WORKING DATA: Begin

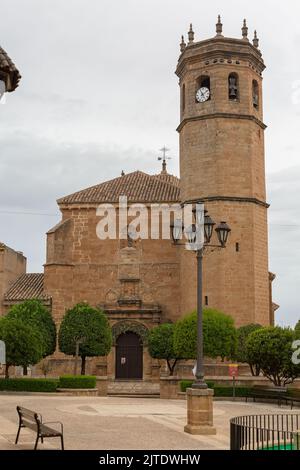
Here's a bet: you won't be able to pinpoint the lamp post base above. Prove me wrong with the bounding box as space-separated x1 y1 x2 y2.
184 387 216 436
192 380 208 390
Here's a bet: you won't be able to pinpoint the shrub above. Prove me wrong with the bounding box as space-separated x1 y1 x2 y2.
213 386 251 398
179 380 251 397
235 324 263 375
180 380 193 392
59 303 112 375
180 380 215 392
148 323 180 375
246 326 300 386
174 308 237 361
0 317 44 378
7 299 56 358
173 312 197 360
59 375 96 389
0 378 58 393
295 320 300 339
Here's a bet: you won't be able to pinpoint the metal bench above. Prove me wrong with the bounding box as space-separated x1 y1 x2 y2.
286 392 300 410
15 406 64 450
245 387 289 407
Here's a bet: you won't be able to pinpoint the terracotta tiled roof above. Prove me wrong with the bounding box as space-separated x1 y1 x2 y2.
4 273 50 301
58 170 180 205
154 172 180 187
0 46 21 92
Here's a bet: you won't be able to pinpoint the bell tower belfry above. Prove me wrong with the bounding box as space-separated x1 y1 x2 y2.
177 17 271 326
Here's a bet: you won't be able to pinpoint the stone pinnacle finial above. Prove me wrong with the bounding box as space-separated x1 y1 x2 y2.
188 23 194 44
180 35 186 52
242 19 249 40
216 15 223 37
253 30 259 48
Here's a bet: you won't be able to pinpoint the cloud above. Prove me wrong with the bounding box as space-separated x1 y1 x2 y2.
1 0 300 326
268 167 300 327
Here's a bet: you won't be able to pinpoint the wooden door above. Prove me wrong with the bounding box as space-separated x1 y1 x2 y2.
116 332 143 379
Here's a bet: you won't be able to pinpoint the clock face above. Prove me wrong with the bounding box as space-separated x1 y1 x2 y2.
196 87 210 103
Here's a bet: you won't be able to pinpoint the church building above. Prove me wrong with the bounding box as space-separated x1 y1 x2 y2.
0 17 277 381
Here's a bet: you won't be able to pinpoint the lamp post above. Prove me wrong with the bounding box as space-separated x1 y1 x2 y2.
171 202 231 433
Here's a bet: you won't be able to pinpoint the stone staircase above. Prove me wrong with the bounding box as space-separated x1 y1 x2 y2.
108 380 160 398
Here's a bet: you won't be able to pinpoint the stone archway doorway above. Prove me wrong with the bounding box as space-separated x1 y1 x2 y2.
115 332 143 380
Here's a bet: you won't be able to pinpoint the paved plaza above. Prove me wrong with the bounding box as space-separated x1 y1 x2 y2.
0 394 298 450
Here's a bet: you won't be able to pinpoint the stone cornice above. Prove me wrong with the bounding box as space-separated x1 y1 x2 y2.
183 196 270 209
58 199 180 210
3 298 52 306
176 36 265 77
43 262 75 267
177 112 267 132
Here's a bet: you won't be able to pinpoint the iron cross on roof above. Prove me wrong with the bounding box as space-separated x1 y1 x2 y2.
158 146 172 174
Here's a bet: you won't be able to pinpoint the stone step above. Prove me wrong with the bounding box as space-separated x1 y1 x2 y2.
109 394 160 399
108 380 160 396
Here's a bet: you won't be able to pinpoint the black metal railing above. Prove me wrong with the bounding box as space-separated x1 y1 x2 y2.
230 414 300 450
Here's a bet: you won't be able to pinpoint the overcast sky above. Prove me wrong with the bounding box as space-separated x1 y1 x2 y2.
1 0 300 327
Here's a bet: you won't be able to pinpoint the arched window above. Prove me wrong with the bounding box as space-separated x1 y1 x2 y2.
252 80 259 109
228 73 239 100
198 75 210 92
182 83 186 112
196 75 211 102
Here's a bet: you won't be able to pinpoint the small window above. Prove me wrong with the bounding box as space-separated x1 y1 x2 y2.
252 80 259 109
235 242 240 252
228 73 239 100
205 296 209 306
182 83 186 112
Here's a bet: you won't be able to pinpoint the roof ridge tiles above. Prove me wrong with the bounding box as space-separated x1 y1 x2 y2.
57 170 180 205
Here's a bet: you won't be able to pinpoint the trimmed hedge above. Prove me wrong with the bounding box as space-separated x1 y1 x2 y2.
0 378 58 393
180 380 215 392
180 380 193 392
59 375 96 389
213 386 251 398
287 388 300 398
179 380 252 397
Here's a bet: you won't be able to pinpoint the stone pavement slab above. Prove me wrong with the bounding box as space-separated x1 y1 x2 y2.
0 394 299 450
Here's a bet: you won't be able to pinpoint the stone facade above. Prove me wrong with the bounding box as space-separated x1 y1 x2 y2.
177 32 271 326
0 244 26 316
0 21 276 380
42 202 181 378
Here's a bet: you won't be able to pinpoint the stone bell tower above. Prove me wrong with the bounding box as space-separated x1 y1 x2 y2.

WORKING DATA: End

WHAT THE TASK REQUIRES:
The answer must be the entries above, printed exactly, with no pictures.

RESULT:
Here's a bet: you won't be able to pinpoint the lamp post base above. Prove me wrong with the bounding box as space-separated x1 y1 x2 y2.
184 387 216 436
192 380 208 390
Here's a bet: you won't be able to pinpoint the shrub above. Prove me wrong with the bounding box as space-separated x1 y1 x2 y2.
213 386 251 398
179 380 251 397
235 324 263 375
180 380 193 392
59 303 112 375
180 380 215 392
148 323 180 375
246 326 300 386
174 308 237 361
0 317 44 378
7 299 56 358
173 312 197 360
59 375 96 389
0 378 58 393
295 320 300 339
Here's a bet: you won't be able to pinpoint the metal bench above. Prove me wrong with the bounding box as space-separated x1 y1 x2 y2.
286 392 300 410
15 406 64 450
245 387 289 407
Here's a bet: you won't be able to pinpoint the terracotta tiled roof above. Prove me wrong with the bounding box as space-separated x1 y1 x2 y2.
4 273 50 301
58 170 180 205
154 172 180 187
0 46 21 92
Here's a bet: you won't be able to pinpoint the bell tower belfry above. Prove me wrong with the bounding box as space-separated x1 y1 x2 y2.
177 17 271 326
Here's a bet: you won't be able to pinpoint the stone pinnacle finial above. Prove me wrong with the bounding box as space-separated x1 y1 x2 y2.
188 23 194 44
180 35 186 52
242 19 249 40
216 15 223 37
253 30 259 48
Here's a bet: you won't be able to pinpoint the cloud above. Prove me wrong with the bounding box as space-separated x1 y1 x2 y2.
1 0 300 326
268 167 300 327
Here's a bet: you won't be able to pinpoint the wooden door above. Prove me wrong with the bounding box as space-separated x1 y1 x2 y2.
116 332 143 379
Here's a bet: you won't be able to pinpoint the clock face above. Prove me wrong with the bounding box as space-separated x1 y1 x2 y2.
196 87 210 103
Here's a bet: you won't be able to pinpoint the church building above. Prove me wrong with the bounding box as space-separated x1 y1 x2 y2.
0 17 277 381
Here's a bet: you won't be able to pinpoint the lamp post above. Prove me wrong with the bounding box as space-separated x1 y1 x2 y2.
171 202 231 433
Here's a bet: you won't be able to pinpoint the stone staircase above. Prove me wrong with the bounding box as space-separated x1 y1 x2 y2.
108 380 160 398
Here's a bet: you won't be able to pinpoint the stone archway doorway above. Prove me wrong with the bounding box as space-separated x1 y1 x2 y2.
115 332 143 380
Here's a bet: you won't be able to pinpoint the paved plaza above. Prove me wrong with the bounding box as space-separated x1 y1 x2 y2.
0 394 298 450
Here's a bet: you won't be able to pinpoint the stone cornice above. Prove me wrong with the bounding box as space-separated x1 y1 x2 y2.
183 196 270 209
58 199 180 210
3 298 52 306
176 36 265 77
43 262 75 267
177 112 267 132
Here's a bet: you won't be able to pinpoint the iron cross on roof above. Prove me wrong with the bounding box as space-separated x1 y1 x2 y2.
158 146 172 174
Here's a bet: you won't be able to pinpoint the stone step above. Prove me wrong with the bounding box as space-separated x1 y1 x2 y2.
109 394 160 399
108 380 160 396
Here's a bet: you won't be able to pinpoint the black metal railing above. Prove me wrong with the bounding box as space-separated x1 y1 x2 y2.
230 414 300 450
Here's a bet: you won't be able to pinpoint the overcast sky above. Prove me wrong with the bounding box as space-separated x1 y1 x2 y2.
1 0 300 327
Here's a bet: you won't be able to pinpoint the arched window above. Prove me wrong with the bounding box as space-separated x1 y1 x2 y2.
252 80 259 109
228 73 239 100
198 75 210 92
182 83 186 112
196 75 211 102
Here's a bet: you won't be able to pinpoint the small window above. Prove me wrong with the bounding box as space-separated x1 y1 x2 y2.
252 80 259 109
235 242 240 252
228 73 239 100
205 296 209 306
182 83 186 112
Here's a bet: you won't be able to pinpoint the roof ridge tiles above. Prove me wrong with the bounding box as space-separated x1 y1 x2 y2.
57 170 180 205
Here's a bet: you won't be able to pinpoint the trimmed hedge above. Prove me wrong with the bounding box as space-separated x1 y1 x2 y2.
0 378 58 393
180 380 215 392
180 380 193 392
59 375 96 389
213 386 251 398
287 388 300 398
179 380 252 397
Here's a bet: you won't be able to pinpoint the stone pavement slab above. Prove me wrong with the bounding box as space-separated x1 y1 x2 y2.
0 394 299 450
Here's a bet: you won't be able to pinpoint the stone facade above. Prove me wrong with the bounding box as space-separated x1 y1 x2 y2.
177 32 271 326
0 244 26 316
0 21 276 380
42 202 181 378
Here's a bet: you won't be able to pinpoint the stone bell tower above. Prove me wrong with the bounding box as space-separated x1 y1 x2 y2.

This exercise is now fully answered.